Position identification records

* Start *

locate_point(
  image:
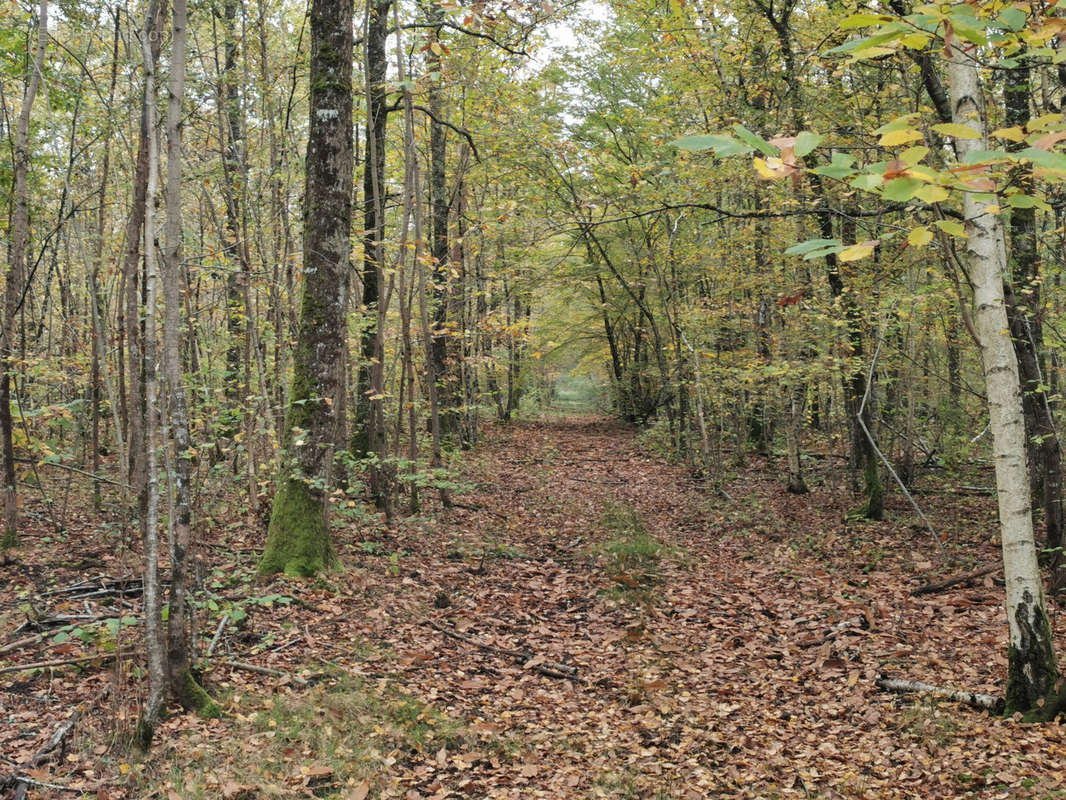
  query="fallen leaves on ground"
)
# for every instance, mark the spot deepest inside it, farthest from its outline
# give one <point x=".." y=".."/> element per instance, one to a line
<point x="742" y="666"/>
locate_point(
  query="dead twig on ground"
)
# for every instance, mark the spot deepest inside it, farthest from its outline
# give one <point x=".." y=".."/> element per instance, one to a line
<point x="101" y="657"/>
<point x="947" y="584"/>
<point x="984" y="702"/>
<point x="549" y="669"/>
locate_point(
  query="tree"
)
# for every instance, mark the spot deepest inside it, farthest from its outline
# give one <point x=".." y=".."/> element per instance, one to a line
<point x="15" y="283"/>
<point x="1031" y="662"/>
<point x="297" y="540"/>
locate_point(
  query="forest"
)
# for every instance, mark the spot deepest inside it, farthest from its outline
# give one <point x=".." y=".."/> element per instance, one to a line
<point x="513" y="398"/>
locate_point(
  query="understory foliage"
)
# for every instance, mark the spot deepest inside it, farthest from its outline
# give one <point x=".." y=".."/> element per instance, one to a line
<point x="747" y="227"/>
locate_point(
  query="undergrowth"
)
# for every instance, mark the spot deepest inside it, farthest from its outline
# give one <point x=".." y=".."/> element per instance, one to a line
<point x="632" y="555"/>
<point x="322" y="742"/>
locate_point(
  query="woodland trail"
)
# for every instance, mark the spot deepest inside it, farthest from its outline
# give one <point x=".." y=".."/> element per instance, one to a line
<point x="742" y="665"/>
<point x="748" y="668"/>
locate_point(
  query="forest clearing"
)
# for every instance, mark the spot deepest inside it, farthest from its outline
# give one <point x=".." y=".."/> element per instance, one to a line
<point x="501" y="398"/>
<point x="717" y="648"/>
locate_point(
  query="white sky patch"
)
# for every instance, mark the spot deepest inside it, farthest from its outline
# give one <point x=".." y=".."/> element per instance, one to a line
<point x="562" y="37"/>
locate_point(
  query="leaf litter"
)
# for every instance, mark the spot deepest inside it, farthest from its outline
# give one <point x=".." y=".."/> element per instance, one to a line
<point x="619" y="630"/>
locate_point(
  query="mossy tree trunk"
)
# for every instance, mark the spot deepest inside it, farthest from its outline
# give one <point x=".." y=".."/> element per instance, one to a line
<point x="297" y="541"/>
<point x="1032" y="673"/>
<point x="182" y="684"/>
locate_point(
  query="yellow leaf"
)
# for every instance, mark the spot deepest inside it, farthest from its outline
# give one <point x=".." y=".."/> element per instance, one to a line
<point x="1012" y="134"/>
<point x="952" y="227"/>
<point x="932" y="194"/>
<point x="920" y="237"/>
<point x="856" y="252"/>
<point x="957" y="130"/>
<point x="900" y="137"/>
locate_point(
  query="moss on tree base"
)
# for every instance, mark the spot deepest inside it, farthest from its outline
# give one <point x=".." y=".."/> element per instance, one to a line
<point x="297" y="540"/>
<point x="194" y="698"/>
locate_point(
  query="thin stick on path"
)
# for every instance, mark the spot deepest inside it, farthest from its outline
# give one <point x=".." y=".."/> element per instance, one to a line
<point x="99" y="657"/>
<point x="549" y="669"/>
<point x="267" y="671"/>
<point x="984" y="702"/>
<point x="948" y="582"/>
<point x="873" y="445"/>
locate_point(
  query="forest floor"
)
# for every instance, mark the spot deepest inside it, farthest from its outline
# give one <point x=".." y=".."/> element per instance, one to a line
<point x="673" y="642"/>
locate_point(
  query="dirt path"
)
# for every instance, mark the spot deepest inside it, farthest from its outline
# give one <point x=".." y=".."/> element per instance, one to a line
<point x="749" y="670"/>
<point x="740" y="662"/>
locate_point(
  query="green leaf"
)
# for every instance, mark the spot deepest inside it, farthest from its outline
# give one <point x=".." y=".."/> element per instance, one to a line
<point x="757" y="142"/>
<point x="900" y="190"/>
<point x="840" y="168"/>
<point x="1021" y="201"/>
<point x="1013" y="19"/>
<point x="807" y="246"/>
<point x="1044" y="159"/>
<point x="863" y="20"/>
<point x="723" y="146"/>
<point x="986" y="157"/>
<point x="805" y="143"/>
<point x="866" y="181"/>
<point x="968" y="28"/>
<point x="932" y="194"/>
<point x="952" y="227"/>
<point x="901" y="123"/>
<point x="823" y="253"/>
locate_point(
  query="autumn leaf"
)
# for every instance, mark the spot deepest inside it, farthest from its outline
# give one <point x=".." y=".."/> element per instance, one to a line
<point x="857" y="252"/>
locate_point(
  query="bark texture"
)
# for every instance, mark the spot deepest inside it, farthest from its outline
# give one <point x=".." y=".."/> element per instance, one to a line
<point x="16" y="278"/>
<point x="297" y="541"/>
<point x="1031" y="667"/>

* End *

## [WHAT YOU HAVE TO DO]
Extract all the entries word for word; omit any pictures.

## [RESULT OF THE EXERCISE]
locate_point(
  image:
  query="fallen leaves on ground"
)
# for every instance, mark the spot deepest inside it, farthest from its outline
# give one <point x=".." y=".."/> element per instance, one to a line
<point x="742" y="666"/>
locate_point(
  query="dead twig on ground"
)
# for every instance, mark the spot deepest inside it, farthest from its outline
# give one <point x=".." y=".."/> element per instance, one to a line
<point x="101" y="657"/>
<point x="947" y="584"/>
<point x="984" y="702"/>
<point x="549" y="669"/>
locate_point(
  query="tree"
)
# for every instance, mark the spot deepest inside it, farthest from its outline
# give one <point x=".." y=".."/> element per instance, one to a line
<point x="15" y="283"/>
<point x="1031" y="662"/>
<point x="297" y="540"/>
locate_point(
  query="forest"
)
# for every instance, mark the spot deepest inside it, farthest from its outline
# give one <point x=".." y=".."/> element per instance, one to a line
<point x="513" y="398"/>
locate_point(
  query="understory foliage"
)
# for every instance, mark the spot deepest inside it, farthest from its outline
# give one <point x=".." y=".."/> element per instance, one to a line
<point x="747" y="227"/>
locate_point(
  query="undergrowth"
)
# for every instance, mark the spot deepest inside it, farthest from its outline
# give one <point x=".." y=".."/> element per instance, one to a line
<point x="632" y="555"/>
<point x="322" y="742"/>
locate_point(
  query="woodland trail"
)
# for every instance, mark the spot deepest inside it, farthest from its outline
# give one <point x=".." y=".."/> element per instance, one to a line
<point x="742" y="665"/>
<point x="748" y="668"/>
locate_point(
  query="forest clearing"
)
# for every instance, mark the spot deepest inside it, farthest from its outline
# give one <point x=".." y=".."/> element per instance, one to a line
<point x="501" y="398"/>
<point x="717" y="648"/>
locate_point(
  query="white sky patch"
)
# for every instance, mark the spot deepest inside it, farthest from its outline
# give one <point x=".." y=".."/> element per instance, one to a line
<point x="562" y="37"/>
locate_point(
  query="leaf litter"
)
# for every instance, mark the spot deepest inside it, farthest from its outline
# give one <point x=".." y=".."/> element per instance, one to a line
<point x="619" y="630"/>
locate_point(
  query="mossy tree trunk"
)
# for every instance, mark the spot deepest inside it, farthest from its outline
# give one <point x=".." y=".."/> element per instance, one to a line
<point x="297" y="541"/>
<point x="1032" y="673"/>
<point x="182" y="684"/>
locate_point(
  query="yellow leaf"
)
# for every instance, mark the spot deepest inside it, farthest from its outline
# give one <point x=".." y=".."/> element per instance, one to a line
<point x="1012" y="134"/>
<point x="952" y="227"/>
<point x="932" y="194"/>
<point x="920" y="237"/>
<point x="856" y="252"/>
<point x="957" y="130"/>
<point x="900" y="137"/>
locate_point(
  query="moss on tree base"
)
# for every instance, mark the spot deepest inside it, farthest from its outline
# give one <point x=".." y=".."/> element per instance, one to a line
<point x="297" y="540"/>
<point x="194" y="698"/>
locate_point(
  query="thin stick on path"
)
# for every instance, mark the spot deepest inside it, farthest from its outline
# give one <point x=".." y=".."/> element per instance, one to a line
<point x="99" y="657"/>
<point x="549" y="669"/>
<point x="267" y="671"/>
<point x="984" y="702"/>
<point x="948" y="582"/>
<point x="873" y="445"/>
locate_point(
  query="forest floor"
)
# for every instance, mark the spot deepest inside it, farthest from its outline
# give one <point x=".." y=".."/> element per instance, one to a line
<point x="673" y="642"/>
locate_point(
  query="dirt path"
)
# for every instance, mark the spot deepest inside it, farthest from its outline
# give one <point x=".." y=".."/> element per instance, one to a line
<point x="749" y="670"/>
<point x="740" y="662"/>
locate_point(
  query="green leaf"
)
# for every instance, mark the spot deepest inside it, farthest from its outline
# give one <point x=".." y=".."/> element per instance, one to a line
<point x="757" y="142"/>
<point x="900" y="190"/>
<point x="840" y="168"/>
<point x="1021" y="201"/>
<point x="1013" y="19"/>
<point x="807" y="246"/>
<point x="1044" y="159"/>
<point x="863" y="20"/>
<point x="723" y="146"/>
<point x="986" y="157"/>
<point x="805" y="143"/>
<point x="866" y="181"/>
<point x="968" y="28"/>
<point x="932" y="194"/>
<point x="952" y="227"/>
<point x="901" y="123"/>
<point x="823" y="253"/>
locate_point(
  query="autumn leaf"
)
# for every instance, mark the spot deepest inside it, farthest from its outline
# give one <point x=".." y=".."/> element per instance, one to a line
<point x="857" y="252"/>
locate_point(
  query="bark texture"
)
# for every instance, mark the spot deepest inside it, farthest from its outline
# give one <point x=".." y=".."/> element per instance, one to a line
<point x="16" y="278"/>
<point x="297" y="541"/>
<point x="1031" y="667"/>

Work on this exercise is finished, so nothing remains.